Select every line of the data below that contains the word "vegetation". Case matters, so an uppercase or lowercase letter counts as different.

**Provided records**.
--------------------

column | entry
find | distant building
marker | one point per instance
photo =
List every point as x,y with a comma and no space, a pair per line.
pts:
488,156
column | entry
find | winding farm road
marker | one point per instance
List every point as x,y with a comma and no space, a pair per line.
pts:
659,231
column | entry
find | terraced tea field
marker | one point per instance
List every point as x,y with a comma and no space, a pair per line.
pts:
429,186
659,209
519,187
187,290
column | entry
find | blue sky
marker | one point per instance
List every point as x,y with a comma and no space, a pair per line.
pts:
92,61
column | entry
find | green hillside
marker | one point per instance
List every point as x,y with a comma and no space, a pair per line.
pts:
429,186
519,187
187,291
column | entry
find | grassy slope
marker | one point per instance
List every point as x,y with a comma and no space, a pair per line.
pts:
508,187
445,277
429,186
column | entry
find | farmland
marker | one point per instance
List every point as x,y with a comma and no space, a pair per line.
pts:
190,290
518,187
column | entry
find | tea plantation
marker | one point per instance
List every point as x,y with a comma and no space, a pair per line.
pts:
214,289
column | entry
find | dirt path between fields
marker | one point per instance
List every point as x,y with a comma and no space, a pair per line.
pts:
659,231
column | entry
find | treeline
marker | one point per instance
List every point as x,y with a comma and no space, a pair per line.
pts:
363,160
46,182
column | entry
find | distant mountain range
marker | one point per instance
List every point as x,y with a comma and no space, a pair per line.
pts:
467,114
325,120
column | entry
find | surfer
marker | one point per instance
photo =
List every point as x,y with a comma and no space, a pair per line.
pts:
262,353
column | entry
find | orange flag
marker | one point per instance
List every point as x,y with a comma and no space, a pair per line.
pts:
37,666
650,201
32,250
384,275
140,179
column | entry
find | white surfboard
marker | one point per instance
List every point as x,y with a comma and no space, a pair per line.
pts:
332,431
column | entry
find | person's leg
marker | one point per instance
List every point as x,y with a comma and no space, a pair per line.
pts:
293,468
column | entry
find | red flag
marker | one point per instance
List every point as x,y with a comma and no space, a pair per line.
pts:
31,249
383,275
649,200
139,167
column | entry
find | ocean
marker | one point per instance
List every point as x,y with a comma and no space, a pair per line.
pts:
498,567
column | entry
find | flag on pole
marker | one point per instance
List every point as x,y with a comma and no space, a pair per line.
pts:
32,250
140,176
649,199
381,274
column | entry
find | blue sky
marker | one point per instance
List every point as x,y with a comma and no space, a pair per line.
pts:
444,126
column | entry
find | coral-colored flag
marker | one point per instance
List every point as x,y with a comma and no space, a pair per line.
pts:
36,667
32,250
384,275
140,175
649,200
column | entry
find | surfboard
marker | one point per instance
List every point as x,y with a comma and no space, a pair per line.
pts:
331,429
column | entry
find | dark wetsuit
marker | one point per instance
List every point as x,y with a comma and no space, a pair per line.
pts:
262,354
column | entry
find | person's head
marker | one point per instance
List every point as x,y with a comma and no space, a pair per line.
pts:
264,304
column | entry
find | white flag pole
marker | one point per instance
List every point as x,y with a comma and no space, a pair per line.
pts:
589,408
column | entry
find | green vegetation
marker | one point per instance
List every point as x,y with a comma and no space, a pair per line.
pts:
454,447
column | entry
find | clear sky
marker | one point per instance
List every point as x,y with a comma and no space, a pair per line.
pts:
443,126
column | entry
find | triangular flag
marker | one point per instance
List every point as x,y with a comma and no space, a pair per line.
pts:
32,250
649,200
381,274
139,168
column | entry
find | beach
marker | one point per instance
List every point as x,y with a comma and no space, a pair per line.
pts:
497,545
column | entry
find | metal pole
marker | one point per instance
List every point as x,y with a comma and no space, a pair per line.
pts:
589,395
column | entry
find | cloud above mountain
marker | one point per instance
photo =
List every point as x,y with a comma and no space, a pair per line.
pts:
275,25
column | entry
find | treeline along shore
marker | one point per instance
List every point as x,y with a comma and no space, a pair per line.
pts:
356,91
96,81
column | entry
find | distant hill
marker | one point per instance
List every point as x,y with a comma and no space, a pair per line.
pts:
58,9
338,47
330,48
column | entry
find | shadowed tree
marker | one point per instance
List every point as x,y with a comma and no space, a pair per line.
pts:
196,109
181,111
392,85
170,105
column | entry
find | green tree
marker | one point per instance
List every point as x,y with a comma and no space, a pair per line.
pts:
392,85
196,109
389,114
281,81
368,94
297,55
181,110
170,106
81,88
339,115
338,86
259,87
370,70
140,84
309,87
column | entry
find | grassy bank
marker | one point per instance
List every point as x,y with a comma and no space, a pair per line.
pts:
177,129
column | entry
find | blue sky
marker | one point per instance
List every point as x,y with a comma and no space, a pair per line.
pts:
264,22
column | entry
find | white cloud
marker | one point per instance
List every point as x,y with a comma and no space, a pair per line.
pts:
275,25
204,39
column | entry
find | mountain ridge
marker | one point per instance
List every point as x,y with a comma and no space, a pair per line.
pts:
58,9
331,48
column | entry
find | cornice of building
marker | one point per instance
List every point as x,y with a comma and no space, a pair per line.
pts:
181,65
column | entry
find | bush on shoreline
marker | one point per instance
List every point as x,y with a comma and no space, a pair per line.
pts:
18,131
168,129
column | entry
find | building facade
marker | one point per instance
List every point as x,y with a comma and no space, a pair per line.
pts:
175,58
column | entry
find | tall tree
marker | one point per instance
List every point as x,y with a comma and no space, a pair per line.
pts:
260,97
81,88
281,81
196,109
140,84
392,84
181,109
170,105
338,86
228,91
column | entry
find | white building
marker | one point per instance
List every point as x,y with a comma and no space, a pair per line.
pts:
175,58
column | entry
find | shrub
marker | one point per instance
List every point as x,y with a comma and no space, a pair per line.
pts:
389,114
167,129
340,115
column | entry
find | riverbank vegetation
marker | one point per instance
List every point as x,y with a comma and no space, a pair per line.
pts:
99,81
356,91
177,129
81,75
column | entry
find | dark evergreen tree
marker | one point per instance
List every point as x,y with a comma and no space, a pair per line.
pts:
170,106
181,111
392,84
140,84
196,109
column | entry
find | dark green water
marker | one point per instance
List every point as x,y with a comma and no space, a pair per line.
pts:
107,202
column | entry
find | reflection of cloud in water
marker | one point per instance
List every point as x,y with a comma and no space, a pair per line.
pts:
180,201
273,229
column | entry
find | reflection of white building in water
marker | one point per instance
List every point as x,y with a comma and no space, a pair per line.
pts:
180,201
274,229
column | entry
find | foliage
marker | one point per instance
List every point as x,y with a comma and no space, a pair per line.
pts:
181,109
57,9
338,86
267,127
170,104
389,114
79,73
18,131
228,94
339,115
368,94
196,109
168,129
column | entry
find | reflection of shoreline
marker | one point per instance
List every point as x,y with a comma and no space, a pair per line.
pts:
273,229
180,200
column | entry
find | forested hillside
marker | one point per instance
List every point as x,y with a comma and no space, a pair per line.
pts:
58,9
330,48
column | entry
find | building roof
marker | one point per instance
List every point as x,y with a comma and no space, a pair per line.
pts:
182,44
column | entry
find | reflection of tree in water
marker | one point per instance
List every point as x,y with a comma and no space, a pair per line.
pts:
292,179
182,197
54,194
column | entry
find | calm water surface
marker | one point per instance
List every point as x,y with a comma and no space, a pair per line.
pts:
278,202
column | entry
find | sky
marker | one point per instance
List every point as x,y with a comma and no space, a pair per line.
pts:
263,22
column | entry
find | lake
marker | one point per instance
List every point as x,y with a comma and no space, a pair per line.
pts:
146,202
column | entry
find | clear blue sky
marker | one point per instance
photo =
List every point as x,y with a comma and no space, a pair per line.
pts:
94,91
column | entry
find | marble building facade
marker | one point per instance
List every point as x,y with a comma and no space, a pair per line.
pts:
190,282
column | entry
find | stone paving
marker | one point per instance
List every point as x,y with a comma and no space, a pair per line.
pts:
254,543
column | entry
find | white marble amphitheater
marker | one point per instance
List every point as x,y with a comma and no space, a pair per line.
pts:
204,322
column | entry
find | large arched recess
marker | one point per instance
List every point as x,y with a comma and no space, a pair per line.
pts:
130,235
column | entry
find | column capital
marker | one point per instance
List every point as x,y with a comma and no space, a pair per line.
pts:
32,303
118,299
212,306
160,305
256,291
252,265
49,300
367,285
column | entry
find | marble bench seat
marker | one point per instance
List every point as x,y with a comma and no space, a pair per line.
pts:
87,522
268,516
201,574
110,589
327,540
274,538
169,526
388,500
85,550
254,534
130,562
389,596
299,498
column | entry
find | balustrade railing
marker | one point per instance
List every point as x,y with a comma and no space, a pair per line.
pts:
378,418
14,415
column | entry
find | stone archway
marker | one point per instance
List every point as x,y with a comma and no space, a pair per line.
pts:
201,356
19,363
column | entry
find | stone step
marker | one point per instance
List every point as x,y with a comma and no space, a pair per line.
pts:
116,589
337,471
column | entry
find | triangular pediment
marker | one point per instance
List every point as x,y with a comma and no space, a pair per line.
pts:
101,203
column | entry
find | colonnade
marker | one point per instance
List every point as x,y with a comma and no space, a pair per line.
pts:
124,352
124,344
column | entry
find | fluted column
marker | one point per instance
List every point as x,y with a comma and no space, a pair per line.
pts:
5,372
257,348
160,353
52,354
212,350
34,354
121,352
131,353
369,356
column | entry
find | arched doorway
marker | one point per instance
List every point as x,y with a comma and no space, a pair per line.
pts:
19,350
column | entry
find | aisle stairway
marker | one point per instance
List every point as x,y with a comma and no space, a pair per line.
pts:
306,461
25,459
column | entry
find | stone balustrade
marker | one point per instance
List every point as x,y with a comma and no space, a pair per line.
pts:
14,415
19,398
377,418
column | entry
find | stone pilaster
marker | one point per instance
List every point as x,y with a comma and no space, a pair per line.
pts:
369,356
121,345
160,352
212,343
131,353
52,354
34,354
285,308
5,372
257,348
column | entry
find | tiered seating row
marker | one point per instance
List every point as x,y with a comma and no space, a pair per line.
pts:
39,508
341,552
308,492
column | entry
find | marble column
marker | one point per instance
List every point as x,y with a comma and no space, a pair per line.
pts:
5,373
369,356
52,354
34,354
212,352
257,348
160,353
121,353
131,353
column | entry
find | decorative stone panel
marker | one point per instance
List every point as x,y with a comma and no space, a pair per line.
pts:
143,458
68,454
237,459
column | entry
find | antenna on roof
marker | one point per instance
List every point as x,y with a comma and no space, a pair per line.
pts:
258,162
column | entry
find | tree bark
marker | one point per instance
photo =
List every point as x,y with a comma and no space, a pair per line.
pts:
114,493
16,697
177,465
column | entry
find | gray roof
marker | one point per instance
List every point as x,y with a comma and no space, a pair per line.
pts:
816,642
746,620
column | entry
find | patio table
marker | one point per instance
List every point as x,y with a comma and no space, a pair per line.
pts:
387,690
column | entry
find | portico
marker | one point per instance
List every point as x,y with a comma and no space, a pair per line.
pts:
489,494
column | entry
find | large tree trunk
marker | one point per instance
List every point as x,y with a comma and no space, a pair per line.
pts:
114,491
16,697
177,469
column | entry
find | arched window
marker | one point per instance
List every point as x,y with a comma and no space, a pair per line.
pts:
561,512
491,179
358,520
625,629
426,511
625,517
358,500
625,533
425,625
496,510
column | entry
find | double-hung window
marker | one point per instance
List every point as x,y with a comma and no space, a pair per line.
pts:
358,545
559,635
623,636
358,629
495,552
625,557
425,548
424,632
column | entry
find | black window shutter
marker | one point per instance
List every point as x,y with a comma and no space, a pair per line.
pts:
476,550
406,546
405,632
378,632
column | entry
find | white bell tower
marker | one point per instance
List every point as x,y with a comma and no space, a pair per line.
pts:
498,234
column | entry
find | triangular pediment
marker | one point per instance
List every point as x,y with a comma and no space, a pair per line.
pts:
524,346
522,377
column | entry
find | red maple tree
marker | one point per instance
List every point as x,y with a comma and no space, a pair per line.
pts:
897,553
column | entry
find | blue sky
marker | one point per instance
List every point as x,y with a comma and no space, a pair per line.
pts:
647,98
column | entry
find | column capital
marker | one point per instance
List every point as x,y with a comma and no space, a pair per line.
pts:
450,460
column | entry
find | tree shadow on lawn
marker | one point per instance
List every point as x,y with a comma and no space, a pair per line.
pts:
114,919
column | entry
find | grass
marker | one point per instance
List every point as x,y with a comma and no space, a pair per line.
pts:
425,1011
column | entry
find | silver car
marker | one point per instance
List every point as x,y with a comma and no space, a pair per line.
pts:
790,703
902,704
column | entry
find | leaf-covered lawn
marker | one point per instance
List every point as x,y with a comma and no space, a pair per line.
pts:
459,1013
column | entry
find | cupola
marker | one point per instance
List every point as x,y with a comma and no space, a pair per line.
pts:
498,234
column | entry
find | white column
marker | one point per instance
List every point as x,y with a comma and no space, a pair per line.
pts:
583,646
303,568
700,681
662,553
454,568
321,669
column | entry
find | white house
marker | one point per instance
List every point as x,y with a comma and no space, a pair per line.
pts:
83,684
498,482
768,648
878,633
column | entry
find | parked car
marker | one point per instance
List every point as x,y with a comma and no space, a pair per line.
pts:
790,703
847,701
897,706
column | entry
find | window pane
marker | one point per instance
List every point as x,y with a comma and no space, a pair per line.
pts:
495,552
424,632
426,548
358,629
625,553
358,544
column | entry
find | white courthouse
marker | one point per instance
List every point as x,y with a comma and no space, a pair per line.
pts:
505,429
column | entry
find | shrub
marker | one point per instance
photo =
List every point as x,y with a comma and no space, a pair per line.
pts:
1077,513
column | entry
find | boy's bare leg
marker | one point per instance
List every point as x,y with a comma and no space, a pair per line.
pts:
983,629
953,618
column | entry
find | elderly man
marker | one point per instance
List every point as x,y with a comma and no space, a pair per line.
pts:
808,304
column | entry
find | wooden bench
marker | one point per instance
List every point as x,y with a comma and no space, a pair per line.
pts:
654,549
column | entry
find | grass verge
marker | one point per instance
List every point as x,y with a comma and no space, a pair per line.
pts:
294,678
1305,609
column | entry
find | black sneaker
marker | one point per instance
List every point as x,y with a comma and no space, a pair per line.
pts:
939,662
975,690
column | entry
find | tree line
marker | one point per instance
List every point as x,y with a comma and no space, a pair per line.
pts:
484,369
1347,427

--------------------

**Problem solution**.
find | green vegetation
find | riverbank vegetation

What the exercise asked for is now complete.